• [RECORDS FOR THE TASK]:
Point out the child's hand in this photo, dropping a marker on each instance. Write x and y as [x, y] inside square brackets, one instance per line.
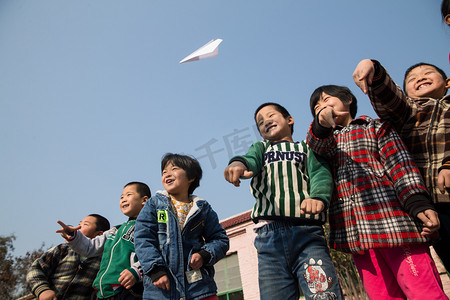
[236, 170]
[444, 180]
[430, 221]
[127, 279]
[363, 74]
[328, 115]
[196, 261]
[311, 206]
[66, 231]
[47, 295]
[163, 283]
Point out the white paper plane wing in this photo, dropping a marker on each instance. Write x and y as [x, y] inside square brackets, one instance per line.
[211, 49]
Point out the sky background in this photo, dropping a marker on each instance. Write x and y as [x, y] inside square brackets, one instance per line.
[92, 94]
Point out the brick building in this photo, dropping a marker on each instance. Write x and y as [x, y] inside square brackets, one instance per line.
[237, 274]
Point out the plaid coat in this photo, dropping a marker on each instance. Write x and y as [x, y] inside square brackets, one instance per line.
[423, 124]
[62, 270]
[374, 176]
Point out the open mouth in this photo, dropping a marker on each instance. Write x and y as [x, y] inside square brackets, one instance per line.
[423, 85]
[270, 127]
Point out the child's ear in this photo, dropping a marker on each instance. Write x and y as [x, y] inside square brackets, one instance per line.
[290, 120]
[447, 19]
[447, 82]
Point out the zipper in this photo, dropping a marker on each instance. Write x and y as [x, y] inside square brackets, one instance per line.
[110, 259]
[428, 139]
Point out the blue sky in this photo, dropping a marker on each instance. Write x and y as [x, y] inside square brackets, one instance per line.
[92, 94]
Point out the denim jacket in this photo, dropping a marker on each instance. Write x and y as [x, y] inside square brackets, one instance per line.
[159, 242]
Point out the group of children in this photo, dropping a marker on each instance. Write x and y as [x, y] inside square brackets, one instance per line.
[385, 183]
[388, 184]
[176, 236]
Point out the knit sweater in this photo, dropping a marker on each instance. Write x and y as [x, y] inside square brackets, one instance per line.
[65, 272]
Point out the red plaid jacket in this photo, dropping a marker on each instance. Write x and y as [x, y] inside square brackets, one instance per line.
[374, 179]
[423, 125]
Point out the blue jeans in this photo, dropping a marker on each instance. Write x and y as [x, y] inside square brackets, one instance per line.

• [THE PROBLEM]: Retype each record exactly as it stands, but do not include the pictures.

• [RIGHT ANSWER]:
Point out the child's hand in this photo, dropping a marker on each instance. Write x and y as [x, y] inside square brackets, one instance per line.
[236, 170]
[444, 180]
[430, 221]
[127, 279]
[363, 74]
[328, 115]
[196, 261]
[311, 206]
[66, 231]
[47, 295]
[163, 283]
Point out the white paper plane wing in this photo, dropping a marker on each instance. Write x and y as [x, y] inside square brackets, one instance per line.
[211, 49]
Point out the sky background in this photo, dropping a marker on each instance. Write x and y as [x, y] inside square brackets, one instance per line.
[92, 94]
Point out the brick building in this photo, dropping a marker on each instance. Write x and y as [x, y] inside square brackets, one instance per line.
[237, 274]
Point out the plaid coat in this photo, dropping a marker on each instance. Write x and y as [x, y] inside square brackets, one instance per line.
[423, 124]
[62, 270]
[374, 176]
Point out the open mouth in this photo, dropping a marker on each instance. Write x and y as [x, y] inside square brackets, one instance per line.
[423, 85]
[270, 127]
Point out the child's ear in this photo, dropping a marker on each instance. Write x and y as [x, y] inside square brackets, one instance per line.
[290, 120]
[447, 19]
[447, 82]
Point out the zipper in this photo, dropping a marker on each instance. Write x and y as [x, y] inside square brackets, one instance per line.
[110, 259]
[428, 139]
Point out the blue sky in this photo, dropping a marker on each instance. Write x and y as [x, y] inside square brackets, one instance per line.
[92, 94]
Point out the denim jacket in this photo, dropping a marker on each instance. Write x and y as [x, y] inside square brackets, one instance per line.
[159, 242]
Point out the group of children in this photo, dropping a marker on each instance. Write x and y as [x, y] inside square brackets, one instance per line.
[385, 183]
[388, 184]
[176, 236]
Point out the knit sweater in this photo, dropping a marker on each instance. Write x and y as [x, y] inside square brackets, one instance per line.
[65, 272]
Point out the red plaid jacket in this photo, dropping a marker on each instance. Write x and y as [x, y] inside square brackets, one instance per line.
[374, 179]
[423, 125]
Point out the blue jeans in this photo, dropping a marker on each instance. Write x and y as [x, y] inside square brackets, one instance per line.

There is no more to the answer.